[DATASET RECORDS]
----------------

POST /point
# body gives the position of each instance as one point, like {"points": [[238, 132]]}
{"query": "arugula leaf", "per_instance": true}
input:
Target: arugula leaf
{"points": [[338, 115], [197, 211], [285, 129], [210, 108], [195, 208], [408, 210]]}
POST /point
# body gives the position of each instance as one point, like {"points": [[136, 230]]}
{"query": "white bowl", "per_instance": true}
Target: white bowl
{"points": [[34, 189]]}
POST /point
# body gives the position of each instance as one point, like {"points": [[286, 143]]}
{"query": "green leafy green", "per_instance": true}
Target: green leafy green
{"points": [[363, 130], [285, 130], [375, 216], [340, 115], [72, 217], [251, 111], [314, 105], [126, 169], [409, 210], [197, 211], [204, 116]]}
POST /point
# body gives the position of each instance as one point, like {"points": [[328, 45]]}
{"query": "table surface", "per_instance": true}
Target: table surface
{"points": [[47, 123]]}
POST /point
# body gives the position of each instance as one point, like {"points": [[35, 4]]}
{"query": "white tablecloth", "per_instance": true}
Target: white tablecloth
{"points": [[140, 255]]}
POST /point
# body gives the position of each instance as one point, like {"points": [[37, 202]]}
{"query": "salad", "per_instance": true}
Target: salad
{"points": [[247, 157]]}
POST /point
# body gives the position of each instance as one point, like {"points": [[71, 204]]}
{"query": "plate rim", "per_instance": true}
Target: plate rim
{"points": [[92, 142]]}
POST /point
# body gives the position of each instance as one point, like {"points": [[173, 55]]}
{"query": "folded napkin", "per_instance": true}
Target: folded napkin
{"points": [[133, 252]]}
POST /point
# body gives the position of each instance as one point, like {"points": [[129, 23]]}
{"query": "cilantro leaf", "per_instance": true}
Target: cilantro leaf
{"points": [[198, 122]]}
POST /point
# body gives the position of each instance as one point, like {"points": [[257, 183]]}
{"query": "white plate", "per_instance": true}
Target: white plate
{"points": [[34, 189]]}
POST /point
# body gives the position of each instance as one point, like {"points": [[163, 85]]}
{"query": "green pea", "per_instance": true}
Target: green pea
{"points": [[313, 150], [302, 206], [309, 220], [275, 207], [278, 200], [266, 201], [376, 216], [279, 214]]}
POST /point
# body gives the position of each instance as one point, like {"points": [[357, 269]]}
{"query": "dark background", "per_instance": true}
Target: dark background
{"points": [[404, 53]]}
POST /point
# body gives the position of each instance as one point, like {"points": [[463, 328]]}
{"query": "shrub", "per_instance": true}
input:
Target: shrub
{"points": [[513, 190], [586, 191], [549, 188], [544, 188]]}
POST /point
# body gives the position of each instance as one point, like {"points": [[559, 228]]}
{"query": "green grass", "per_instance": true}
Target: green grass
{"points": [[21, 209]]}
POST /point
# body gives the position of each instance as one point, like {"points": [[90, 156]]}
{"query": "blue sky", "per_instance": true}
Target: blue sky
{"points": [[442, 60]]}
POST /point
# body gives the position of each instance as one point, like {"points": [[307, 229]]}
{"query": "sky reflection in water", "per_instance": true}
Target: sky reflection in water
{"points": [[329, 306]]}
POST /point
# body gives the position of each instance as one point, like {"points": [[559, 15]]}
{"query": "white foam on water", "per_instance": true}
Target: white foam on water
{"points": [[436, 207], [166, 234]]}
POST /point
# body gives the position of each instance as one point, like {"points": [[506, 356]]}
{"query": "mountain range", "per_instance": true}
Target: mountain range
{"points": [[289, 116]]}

----------------

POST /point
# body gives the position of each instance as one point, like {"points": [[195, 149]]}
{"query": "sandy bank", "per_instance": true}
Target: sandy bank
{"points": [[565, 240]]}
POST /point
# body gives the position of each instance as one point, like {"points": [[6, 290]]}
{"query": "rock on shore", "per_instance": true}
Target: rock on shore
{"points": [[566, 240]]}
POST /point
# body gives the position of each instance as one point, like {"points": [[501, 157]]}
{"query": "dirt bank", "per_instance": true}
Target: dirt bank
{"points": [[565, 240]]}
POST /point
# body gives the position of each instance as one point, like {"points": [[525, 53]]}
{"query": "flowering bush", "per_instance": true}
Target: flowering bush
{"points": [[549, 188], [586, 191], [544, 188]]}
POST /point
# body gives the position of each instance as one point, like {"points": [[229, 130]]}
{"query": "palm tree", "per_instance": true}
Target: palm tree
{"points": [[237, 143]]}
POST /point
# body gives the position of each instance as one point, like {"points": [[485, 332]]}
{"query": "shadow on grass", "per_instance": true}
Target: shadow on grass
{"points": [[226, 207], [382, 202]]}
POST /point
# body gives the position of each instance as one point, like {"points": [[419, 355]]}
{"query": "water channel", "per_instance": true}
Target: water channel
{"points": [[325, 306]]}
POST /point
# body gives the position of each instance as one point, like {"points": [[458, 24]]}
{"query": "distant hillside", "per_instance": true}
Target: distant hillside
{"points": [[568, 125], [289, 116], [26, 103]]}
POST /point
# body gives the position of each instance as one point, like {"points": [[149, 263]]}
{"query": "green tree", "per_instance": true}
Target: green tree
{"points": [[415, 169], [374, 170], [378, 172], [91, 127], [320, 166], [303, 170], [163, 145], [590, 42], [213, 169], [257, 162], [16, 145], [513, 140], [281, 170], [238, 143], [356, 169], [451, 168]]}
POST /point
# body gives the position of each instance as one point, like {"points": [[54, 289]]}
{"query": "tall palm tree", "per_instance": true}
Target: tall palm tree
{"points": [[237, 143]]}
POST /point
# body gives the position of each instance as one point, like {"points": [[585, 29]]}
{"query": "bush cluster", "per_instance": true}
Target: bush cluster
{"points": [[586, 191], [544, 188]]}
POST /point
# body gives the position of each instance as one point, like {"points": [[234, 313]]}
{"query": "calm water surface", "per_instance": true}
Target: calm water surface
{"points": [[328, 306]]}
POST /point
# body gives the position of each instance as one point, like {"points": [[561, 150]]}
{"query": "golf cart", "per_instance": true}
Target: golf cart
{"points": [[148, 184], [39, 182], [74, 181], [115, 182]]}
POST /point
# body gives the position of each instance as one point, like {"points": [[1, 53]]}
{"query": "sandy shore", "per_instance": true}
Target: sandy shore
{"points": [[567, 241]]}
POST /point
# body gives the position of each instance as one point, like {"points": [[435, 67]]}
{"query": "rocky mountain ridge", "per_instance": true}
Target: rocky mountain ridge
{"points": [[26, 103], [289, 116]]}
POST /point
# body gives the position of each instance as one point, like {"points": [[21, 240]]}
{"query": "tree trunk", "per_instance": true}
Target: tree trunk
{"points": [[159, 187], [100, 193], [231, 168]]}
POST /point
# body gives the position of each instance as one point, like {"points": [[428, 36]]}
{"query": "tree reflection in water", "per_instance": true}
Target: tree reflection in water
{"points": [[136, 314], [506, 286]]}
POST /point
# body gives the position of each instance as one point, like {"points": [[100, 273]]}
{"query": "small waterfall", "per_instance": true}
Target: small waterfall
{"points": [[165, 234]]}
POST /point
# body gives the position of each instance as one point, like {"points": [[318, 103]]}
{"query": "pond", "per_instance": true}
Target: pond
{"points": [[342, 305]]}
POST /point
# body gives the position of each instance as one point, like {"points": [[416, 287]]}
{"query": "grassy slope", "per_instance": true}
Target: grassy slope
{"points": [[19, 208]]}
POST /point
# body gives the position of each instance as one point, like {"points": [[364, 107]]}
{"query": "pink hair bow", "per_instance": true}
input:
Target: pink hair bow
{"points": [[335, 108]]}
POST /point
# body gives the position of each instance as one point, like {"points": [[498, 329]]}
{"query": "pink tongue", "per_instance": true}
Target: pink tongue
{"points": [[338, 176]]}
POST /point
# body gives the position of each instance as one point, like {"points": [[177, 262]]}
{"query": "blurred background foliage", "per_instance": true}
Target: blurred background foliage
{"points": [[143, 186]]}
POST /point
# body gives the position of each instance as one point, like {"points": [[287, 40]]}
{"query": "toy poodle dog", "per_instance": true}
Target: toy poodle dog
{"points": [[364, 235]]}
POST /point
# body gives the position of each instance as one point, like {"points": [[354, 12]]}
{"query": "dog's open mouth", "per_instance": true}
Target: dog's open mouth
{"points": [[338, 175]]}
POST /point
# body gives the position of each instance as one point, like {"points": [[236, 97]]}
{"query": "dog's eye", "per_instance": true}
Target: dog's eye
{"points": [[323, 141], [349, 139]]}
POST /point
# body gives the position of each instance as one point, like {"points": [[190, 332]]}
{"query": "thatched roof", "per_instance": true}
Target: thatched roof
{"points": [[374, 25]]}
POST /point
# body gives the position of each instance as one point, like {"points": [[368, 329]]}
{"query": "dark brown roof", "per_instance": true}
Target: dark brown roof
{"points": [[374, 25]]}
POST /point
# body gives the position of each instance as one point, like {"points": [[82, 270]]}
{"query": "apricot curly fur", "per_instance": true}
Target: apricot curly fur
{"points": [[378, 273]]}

----------------

[WHAT TO DO] Show every line of the rows above that contains the string "thatched", copying each line in full.

[WORKED ANSWER]
{"query": "thatched roof", "per_instance": true}
Target: thatched roof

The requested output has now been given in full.